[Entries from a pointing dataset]

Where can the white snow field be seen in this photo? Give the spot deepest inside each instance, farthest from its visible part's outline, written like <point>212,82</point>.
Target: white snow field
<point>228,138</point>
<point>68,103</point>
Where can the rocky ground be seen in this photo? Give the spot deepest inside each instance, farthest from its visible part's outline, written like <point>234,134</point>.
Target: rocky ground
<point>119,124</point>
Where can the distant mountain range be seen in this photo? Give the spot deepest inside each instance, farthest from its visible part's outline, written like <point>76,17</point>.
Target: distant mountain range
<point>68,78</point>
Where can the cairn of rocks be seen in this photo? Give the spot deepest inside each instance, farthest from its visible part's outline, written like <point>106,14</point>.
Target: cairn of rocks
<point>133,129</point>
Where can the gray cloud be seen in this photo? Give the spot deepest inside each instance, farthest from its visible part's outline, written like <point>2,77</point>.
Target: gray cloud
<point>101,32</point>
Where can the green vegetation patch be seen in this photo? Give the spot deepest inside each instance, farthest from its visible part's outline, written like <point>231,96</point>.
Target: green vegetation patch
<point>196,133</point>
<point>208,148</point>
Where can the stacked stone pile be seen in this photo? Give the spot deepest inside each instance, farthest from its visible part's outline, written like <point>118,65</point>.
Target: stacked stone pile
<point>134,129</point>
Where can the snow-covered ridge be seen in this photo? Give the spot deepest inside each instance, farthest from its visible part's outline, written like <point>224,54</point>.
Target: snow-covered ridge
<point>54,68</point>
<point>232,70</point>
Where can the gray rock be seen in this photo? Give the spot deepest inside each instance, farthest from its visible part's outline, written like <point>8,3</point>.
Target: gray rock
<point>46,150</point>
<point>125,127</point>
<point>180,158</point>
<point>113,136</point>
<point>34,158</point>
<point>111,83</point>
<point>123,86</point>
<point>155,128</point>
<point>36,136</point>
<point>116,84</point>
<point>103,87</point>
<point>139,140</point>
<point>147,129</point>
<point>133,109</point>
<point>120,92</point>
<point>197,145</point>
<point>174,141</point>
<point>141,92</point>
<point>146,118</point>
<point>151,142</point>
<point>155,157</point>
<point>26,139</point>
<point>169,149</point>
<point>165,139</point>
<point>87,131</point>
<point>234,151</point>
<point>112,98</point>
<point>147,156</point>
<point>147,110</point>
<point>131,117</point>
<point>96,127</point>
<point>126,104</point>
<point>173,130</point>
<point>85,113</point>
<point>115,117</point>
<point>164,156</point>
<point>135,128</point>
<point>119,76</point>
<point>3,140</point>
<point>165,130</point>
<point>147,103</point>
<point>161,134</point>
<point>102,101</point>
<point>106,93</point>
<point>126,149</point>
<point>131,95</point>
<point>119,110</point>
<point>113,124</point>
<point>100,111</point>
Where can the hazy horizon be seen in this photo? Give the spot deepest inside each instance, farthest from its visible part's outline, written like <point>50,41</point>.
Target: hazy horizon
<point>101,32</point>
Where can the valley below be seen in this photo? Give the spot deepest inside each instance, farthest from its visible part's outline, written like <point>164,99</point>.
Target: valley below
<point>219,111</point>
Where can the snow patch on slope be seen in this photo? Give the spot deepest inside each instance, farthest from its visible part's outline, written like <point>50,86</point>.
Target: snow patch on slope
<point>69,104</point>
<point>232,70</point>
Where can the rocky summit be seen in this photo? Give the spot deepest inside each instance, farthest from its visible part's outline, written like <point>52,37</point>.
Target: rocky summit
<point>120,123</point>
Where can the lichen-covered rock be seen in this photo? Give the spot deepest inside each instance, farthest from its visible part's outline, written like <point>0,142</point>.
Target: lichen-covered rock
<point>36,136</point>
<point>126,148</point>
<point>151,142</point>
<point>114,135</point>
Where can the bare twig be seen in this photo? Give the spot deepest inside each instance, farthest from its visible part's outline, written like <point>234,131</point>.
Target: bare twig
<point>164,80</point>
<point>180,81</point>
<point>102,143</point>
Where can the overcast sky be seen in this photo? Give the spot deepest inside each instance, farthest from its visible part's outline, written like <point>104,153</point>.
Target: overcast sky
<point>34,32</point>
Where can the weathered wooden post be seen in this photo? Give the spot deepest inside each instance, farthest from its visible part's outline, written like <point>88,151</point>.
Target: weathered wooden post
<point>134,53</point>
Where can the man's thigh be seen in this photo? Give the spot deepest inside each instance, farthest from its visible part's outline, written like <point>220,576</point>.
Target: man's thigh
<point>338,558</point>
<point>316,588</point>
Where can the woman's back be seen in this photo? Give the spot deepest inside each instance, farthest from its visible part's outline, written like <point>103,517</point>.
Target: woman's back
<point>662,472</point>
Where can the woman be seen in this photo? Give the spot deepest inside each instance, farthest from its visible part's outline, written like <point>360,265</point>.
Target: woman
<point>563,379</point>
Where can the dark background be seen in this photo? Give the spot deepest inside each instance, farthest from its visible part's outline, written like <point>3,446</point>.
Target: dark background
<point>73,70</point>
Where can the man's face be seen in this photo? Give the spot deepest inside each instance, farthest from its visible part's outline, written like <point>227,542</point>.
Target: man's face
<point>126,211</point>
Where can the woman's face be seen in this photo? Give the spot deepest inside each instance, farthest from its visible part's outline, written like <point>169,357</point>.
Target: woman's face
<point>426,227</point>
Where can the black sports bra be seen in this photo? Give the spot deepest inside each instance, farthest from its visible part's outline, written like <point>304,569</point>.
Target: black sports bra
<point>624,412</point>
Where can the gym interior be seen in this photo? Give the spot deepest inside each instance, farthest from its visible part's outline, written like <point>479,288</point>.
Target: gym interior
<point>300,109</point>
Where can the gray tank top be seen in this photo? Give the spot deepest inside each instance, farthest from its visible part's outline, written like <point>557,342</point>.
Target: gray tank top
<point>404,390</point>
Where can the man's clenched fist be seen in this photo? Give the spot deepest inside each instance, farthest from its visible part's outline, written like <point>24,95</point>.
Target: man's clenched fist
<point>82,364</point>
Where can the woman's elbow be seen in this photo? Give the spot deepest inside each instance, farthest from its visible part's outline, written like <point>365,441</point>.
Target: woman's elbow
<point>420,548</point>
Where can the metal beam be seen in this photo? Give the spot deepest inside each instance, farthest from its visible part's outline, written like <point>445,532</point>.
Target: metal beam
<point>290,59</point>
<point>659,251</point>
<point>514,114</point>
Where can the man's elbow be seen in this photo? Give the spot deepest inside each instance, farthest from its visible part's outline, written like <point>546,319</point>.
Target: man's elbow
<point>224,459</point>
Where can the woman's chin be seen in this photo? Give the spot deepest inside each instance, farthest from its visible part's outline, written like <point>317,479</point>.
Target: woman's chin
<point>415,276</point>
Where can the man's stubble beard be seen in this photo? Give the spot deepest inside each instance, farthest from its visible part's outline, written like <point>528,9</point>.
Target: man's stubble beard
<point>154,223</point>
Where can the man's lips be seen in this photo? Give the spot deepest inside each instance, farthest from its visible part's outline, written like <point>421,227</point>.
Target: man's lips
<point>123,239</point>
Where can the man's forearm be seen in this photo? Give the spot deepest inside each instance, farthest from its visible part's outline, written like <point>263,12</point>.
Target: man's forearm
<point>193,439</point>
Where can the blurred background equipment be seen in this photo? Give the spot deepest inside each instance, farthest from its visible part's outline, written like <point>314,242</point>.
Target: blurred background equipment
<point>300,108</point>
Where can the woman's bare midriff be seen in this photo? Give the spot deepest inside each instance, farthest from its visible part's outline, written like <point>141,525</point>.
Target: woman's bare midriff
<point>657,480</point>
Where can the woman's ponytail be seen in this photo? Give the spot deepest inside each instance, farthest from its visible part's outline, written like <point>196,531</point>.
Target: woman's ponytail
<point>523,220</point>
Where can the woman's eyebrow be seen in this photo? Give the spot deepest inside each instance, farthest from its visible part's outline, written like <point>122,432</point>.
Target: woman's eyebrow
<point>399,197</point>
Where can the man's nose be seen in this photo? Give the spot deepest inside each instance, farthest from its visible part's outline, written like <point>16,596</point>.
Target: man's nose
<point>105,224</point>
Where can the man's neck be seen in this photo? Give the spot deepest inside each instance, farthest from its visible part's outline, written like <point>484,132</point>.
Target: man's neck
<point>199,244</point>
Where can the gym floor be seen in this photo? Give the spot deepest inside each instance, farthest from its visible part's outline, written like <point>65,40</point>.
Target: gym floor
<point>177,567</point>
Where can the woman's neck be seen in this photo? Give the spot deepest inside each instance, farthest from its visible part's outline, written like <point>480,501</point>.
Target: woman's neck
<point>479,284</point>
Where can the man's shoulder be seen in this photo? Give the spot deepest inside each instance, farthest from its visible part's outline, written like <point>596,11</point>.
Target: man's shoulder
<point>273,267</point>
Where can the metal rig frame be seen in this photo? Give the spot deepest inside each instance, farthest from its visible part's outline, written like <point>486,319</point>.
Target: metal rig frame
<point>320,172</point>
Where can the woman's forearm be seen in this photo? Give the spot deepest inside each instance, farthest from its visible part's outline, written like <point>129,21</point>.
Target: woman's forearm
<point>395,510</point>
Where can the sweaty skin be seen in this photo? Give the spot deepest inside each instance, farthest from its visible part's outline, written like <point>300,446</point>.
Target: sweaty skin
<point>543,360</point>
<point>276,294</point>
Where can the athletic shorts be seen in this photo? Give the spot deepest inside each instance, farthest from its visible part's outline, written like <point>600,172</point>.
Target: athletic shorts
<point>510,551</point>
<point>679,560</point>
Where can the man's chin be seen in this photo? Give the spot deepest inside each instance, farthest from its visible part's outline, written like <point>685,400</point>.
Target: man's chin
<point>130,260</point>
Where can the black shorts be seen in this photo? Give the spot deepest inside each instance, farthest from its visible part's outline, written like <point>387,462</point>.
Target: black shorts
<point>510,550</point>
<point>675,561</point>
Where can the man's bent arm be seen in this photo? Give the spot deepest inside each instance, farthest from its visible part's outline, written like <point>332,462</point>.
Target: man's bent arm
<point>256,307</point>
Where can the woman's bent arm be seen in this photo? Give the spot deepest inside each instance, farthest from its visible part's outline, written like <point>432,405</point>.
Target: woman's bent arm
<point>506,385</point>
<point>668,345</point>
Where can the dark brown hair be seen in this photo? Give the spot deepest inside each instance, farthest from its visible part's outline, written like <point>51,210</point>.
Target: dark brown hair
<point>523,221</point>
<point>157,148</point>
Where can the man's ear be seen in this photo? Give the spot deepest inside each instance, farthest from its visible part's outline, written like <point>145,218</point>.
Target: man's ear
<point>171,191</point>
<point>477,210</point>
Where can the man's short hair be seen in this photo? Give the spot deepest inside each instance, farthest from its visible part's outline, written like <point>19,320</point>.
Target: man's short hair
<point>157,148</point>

• TO DO
Turn the records above, starting with the line that contains "Where can the man's ear" and going on through the last line of the records, into a Markdown table with the columns Row and Line. Number each line in the Row column, and skip any blank lines.

• ANSWER
| Row | Line |
|---|---|
| 1 | Where can the man's ear be seen in this photo? Give the spot deepest inside each instance, farthest from its visible part's outline, written like <point>145,218</point>. |
| 2 | Target: man's ear |
| 3 | <point>171,191</point> |
| 4 | <point>477,210</point> |
| 5 | Where can the man's short hair be seen in this photo? Give the spot deepest inside each instance, farthest from its visible part's outline, written like <point>19,320</point>. |
| 6 | Target: man's short hair |
| 7 | <point>157,148</point> |